Global connectivity slows as enterprise infrastructure gaps widen

As global connectivity growth slows and enterprise infrastructure gaps widen, the latest data from the ITU presents a reality check.

Released alongside the conclusion of the World Telecommunication Development Conference (WTDC-25) in Baku, the Global Connectivity Report 2025 suggests the era of easy, organic network expansion is over. While 74 percent of the world is now online, the curve is flattening, and the remaining deficits are structural rather than merely about access.

It is no longer just about getting users online; it is about keeping business operations running on networks that often lack the resilience required for modern cloud workloads. With an estimated 2.2 billion people still offline, ITU Member States agreed this week on the Baku Action Plan—a four-year roadmap to 2029 designed to close these persistent divides.

The report pivots to a metric that matters more to a CIO than a policymaker: “universal and meaningful connectivity” (UMC). This framework acknowledges that a spotty 3G signal is functionally irrelevant for a supply chain manager tracking real-time logistics. The data indicates that while basic coverage is high, the heavy-duty infrastructure needed for enterprise-grade applications remains dangerously thin.

════════

• [The tasks]:
• 1. List every abbreviation or acronym that appears in the connectivity article.
• 2. According to the connectivity article, roughly how many people are still offline?
The records that come next are separate material and have nothing to do with the connectivity article.

(Location identification items)

════════

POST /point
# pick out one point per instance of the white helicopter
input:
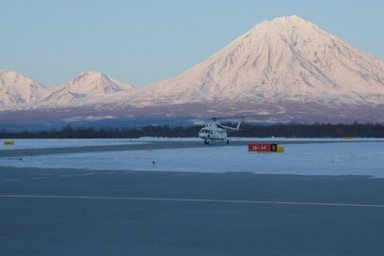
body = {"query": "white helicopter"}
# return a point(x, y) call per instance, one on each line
point(214, 130)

════════

• [Worked solutions]:
• 1. ITU, WTDC-25, CIO, UMC, 3G

• 2. An estimated 2.2 billion people.